**Your objective**
Repeat every record below exactly as written.
## start
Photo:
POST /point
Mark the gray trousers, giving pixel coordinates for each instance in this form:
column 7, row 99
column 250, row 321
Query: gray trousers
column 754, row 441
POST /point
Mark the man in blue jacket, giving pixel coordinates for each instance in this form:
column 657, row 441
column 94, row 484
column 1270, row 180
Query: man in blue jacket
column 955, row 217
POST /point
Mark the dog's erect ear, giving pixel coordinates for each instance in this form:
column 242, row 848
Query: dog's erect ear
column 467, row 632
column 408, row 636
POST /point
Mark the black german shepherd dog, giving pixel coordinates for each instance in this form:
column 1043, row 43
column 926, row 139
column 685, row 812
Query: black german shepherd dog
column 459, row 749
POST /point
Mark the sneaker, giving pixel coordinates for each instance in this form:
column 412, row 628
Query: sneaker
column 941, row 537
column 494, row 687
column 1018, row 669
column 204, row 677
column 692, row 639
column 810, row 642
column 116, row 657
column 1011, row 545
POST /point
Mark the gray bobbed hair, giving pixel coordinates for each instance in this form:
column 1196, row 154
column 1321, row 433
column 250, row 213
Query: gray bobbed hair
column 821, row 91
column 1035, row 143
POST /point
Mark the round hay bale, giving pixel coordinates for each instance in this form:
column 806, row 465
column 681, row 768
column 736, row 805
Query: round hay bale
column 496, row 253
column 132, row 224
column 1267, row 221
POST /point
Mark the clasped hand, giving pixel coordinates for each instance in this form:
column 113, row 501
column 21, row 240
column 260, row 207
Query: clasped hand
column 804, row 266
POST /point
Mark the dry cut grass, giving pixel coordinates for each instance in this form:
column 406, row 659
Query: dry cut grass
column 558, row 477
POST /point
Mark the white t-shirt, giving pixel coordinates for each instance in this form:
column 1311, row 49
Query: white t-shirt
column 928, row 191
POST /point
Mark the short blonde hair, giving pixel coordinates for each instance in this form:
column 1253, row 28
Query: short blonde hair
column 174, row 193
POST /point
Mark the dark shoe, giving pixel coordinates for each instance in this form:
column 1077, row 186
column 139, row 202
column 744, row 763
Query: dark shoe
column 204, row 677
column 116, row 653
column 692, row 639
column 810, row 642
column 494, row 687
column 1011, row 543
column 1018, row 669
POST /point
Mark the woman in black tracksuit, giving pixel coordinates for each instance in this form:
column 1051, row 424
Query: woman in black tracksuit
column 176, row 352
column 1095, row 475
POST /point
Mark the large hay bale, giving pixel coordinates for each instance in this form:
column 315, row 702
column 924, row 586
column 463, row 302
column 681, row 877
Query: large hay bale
## end
**Exercise answer**
Photo:
POST /point
Mark the gray trousers, giving pixel coordinates for each instance in this form:
column 7, row 99
column 250, row 321
Query: gray trousers
column 754, row 441
POST /point
Mark the man in blue jacket, giving pixel coordinates for each instance in this form:
column 657, row 441
column 94, row 484
column 1270, row 180
Query: man in blue jacket
column 955, row 217
POST /point
Mark the dog's erect ear, giving pixel coordinates for each instance in this form:
column 242, row 848
Query: dog's erect ear
column 467, row 632
column 408, row 636
POST /point
Mark the black german shepherd dog, giving pixel coordinates for each instance in this form:
column 1043, row 43
column 926, row 139
column 685, row 812
Query: black german shepherd dog
column 459, row 749
POST /point
Mark the sneaker, giving pixel coordinates for each instance in this form:
column 412, row 628
Query: sneaker
column 941, row 537
column 494, row 687
column 1018, row 669
column 204, row 677
column 692, row 639
column 810, row 642
column 116, row 657
column 1011, row 545
POST /point
Mark the gray bobbed hair, giving pixel coordinates for each instance in this form:
column 1196, row 154
column 1321, row 433
column 250, row 213
Query: gray bobbed hair
column 821, row 91
column 1035, row 143
POST /point
Mark the round hay bale, giving pixel coordinates for each instance in this form:
column 806, row 465
column 681, row 768
column 736, row 805
Query: round hay bale
column 496, row 253
column 132, row 224
column 1267, row 221
POST /point
Mark the clasped hand, giving pixel coordinates for each instance in this form:
column 113, row 501
column 21, row 240
column 260, row 207
Query: clasped hand
column 804, row 266
POST /point
Mark the dry cut grass, giving pixel coordinates for each instance in this form:
column 406, row 659
Query: dry cut grass
column 558, row 477
POST /point
Mark the white t-shirt, giving pixel coordinates for each instance in this form:
column 1311, row 49
Query: white t-shirt
column 928, row 191
POST /point
Mark the short blonde hair, giving pixel coordinates for each instance in this form:
column 1253, row 28
Query: short blonde hair
column 174, row 193
POST /point
Mark the dark shoe, giving pixel coordinates for each instance in this form:
column 1077, row 186
column 139, row 202
column 744, row 763
Query: dark shoe
column 204, row 677
column 116, row 653
column 692, row 639
column 810, row 642
column 494, row 687
column 1011, row 543
column 1018, row 669
POST /point
Mark the woman in black tracksuit, giving pixel coordinates for each instance in this form:
column 1051, row 424
Query: woman in black tracksuit
column 176, row 352
column 1095, row 475
POST /point
Mark the large hay bale, giving pixel coordinates for each instance in this form:
column 315, row 702
column 924, row 586
column 463, row 302
column 681, row 877
Query: large hay bale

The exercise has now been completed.